Required work:
State how many lines in the entries below contain the word "tree". Matching is case-sensitive, and the answer should be the number alone.

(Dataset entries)
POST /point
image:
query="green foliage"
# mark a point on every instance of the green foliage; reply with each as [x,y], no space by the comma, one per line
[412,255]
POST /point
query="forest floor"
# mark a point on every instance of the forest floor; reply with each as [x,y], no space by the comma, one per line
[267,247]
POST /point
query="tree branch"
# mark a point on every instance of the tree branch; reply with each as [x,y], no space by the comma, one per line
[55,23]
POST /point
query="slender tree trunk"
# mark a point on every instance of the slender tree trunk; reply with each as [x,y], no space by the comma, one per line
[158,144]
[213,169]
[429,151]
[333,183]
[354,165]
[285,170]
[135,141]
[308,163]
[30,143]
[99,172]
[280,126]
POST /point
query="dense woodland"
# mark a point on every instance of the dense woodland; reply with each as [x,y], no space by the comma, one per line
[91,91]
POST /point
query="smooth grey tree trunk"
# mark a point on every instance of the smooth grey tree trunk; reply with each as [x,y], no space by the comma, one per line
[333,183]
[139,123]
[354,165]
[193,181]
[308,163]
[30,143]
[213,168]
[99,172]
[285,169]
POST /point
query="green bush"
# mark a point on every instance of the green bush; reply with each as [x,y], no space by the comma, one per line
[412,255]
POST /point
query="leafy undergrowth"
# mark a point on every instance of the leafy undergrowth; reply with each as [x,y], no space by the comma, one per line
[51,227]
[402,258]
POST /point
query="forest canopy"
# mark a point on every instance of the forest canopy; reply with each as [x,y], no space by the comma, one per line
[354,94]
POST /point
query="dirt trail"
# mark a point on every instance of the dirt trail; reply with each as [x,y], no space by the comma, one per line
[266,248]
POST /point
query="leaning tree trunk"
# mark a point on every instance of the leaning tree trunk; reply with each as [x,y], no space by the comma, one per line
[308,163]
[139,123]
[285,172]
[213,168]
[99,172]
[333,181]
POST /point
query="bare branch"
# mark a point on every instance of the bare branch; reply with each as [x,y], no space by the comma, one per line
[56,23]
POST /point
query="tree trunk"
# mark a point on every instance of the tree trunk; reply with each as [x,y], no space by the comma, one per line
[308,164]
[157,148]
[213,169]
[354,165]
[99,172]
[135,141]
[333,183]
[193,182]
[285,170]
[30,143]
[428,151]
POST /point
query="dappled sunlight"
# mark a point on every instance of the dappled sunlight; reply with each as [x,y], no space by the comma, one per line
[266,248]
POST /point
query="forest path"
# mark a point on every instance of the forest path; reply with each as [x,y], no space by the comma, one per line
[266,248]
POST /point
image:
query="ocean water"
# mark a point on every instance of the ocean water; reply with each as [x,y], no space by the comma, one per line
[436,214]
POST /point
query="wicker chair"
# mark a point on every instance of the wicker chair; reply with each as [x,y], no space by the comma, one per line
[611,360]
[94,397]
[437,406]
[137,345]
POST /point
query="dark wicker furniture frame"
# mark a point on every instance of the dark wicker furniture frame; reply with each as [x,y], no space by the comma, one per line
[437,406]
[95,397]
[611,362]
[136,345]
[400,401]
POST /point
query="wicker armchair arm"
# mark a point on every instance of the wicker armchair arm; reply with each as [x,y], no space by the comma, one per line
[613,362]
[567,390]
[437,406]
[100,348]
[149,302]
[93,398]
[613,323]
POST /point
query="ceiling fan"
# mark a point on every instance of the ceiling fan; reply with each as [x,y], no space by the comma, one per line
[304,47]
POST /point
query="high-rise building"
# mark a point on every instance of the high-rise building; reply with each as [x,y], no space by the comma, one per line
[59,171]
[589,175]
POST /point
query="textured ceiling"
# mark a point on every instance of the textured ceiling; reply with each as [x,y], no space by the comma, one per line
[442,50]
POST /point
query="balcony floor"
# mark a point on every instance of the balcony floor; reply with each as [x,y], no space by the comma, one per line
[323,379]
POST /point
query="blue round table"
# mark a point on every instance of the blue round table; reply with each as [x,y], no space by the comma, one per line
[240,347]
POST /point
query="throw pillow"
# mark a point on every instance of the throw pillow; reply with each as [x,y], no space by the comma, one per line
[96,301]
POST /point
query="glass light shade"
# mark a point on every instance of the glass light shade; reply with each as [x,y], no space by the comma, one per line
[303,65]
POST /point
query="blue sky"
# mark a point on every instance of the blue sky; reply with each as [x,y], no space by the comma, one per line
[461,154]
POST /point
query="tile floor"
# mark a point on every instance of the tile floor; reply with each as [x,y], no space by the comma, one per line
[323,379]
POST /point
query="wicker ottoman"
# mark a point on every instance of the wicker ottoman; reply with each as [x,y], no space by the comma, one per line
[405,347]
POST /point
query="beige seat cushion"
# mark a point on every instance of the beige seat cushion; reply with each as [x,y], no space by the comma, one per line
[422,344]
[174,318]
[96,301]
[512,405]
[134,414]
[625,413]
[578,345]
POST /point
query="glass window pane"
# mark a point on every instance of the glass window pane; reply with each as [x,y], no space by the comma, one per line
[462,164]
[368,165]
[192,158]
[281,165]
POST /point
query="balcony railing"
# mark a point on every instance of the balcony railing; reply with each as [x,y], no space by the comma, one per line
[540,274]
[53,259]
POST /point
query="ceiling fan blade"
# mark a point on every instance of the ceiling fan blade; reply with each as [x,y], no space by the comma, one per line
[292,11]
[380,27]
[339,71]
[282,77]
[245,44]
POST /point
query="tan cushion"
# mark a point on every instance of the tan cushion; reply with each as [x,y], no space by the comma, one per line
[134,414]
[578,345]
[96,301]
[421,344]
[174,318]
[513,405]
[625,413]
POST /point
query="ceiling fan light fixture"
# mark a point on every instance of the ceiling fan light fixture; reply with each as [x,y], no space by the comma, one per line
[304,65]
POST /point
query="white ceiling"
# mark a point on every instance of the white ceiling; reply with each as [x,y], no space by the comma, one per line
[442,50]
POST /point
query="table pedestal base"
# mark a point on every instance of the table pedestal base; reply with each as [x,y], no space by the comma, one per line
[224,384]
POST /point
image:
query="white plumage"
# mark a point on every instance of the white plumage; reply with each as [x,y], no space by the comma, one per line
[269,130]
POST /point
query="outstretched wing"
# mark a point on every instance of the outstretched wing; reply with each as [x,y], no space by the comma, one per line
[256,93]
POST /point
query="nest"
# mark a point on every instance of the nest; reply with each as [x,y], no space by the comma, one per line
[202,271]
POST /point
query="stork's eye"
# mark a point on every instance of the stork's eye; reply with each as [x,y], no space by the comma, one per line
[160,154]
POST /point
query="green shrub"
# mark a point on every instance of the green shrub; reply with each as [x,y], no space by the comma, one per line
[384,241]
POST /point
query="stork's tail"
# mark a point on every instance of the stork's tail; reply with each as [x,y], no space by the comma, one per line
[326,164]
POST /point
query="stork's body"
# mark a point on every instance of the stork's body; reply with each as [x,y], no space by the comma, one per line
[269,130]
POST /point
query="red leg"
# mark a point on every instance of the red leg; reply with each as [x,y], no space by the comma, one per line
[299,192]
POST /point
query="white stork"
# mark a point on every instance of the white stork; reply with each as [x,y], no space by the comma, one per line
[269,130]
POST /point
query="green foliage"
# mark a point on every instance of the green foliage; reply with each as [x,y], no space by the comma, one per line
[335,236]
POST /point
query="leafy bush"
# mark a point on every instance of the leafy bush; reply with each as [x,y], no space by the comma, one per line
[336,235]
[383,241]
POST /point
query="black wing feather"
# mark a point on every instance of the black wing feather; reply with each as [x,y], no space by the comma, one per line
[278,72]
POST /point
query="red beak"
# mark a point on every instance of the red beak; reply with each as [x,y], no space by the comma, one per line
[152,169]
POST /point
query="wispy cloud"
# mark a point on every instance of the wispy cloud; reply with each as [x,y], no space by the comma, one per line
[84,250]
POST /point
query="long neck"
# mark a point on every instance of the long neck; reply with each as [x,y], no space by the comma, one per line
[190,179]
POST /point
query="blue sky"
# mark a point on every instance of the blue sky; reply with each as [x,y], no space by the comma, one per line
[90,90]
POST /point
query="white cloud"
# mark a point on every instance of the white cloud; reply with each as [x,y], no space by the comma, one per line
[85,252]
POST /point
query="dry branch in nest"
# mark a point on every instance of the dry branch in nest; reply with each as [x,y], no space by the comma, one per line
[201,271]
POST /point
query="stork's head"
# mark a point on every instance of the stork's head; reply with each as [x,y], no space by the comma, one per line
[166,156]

Output for this exercise:
10